--- Data rows ---
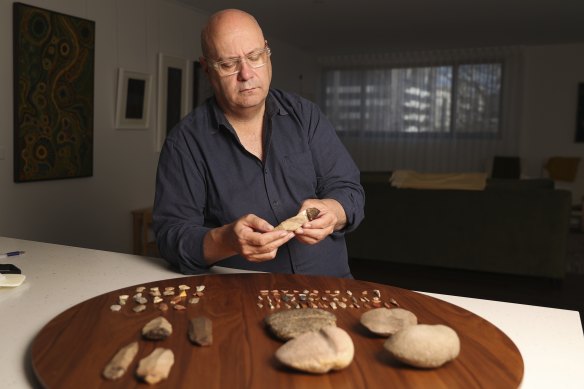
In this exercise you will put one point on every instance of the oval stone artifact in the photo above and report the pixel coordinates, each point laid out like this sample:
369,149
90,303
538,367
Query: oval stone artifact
330,348
291,323
157,329
424,345
385,322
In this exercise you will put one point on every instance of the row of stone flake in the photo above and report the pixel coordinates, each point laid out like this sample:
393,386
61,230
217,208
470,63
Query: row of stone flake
158,298
313,299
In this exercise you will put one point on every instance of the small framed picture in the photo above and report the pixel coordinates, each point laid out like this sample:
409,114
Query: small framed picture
133,101
174,93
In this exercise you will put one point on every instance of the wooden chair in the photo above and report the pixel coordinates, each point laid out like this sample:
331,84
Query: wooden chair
144,241
564,170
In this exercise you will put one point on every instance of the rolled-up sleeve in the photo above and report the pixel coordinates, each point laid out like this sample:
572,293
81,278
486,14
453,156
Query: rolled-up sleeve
178,217
337,175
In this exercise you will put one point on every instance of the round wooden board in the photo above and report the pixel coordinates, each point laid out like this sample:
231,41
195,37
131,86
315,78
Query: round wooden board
73,348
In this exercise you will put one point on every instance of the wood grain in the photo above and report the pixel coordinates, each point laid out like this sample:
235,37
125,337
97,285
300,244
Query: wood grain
73,348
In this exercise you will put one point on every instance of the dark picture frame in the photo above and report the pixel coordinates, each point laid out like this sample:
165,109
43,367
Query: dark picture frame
53,94
580,115
174,93
133,100
201,86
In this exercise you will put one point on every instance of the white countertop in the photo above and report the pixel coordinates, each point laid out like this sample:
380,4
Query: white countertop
---
§ **What to do**: Rewrite all the entries above as a JSON list of strings, with one string for each line and no blank lines. Leave the picture out.

§ **Solution**:
[
  "In this exercise you will put one point on every instance of the oval stone artifact in the photo above and report the pixel coordinates, each point laid out like this sample:",
  "369,149",
  "90,303",
  "538,367",
  "Query: oval stone artifact",
  "330,348",
  "291,323",
  "157,329",
  "424,345",
  "385,322",
  "In this exercise you will put one point on every instance of the row of stone flake in the photo above and report the pixel coordinates, each point laid out like this sample:",
  "393,386",
  "61,230",
  "217,208",
  "470,63",
  "Query: row of stone flake",
  "158,298",
  "313,299",
  "In this exercise you will put one point on every instance of the small framed picture in the photo above and report the pixel coordinates, each point laid out like this sample:",
  "409,114",
  "Query: small framed picture",
  "133,101",
  "174,93",
  "In this exercise you will put one point on every instance of the wooden chair in the photo above and report the pixel coordinates, each point laid out like this sample:",
  "331,84",
  "Query: wooden chair",
  "144,241",
  "564,170",
  "In this exercise you will put one point on every instance of the rolled-up sleeve in the photo above and report the pixel coordinates, each point laid out like this sample:",
  "572,293",
  "81,278",
  "486,14",
  "453,156",
  "Query: rolled-up sleeve",
  "178,217",
  "337,175",
  "In this exercise you will put one point on every instance of the round wooden board in the photo above and report the pixel coordinates, each point laid out like this sample:",
  "231,41",
  "195,37",
  "131,86",
  "315,78",
  "Query: round wooden board",
  "73,348",
  "In this exercise you will put one point on every instance of the wood grain in the photo above and report the pixel coordinates, each point laid out like this sample:",
  "235,37",
  "125,337",
  "97,285",
  "300,244",
  "Query: wood grain",
  "73,348",
  "In this exercise you will put one point on every instance of the dark picture frame in the photo above and report the pixel coordinates, each point laid out like this sample:",
  "165,109",
  "43,367",
  "Query: dark picture frame",
  "53,94",
  "580,115",
  "174,93",
  "133,100",
  "201,86",
  "In this exercise you will put one point on every instance of the white countertop in the photo above and report the pixel coordinates, each point laid out like this sample:",
  "380,4",
  "Query: white countertop"
]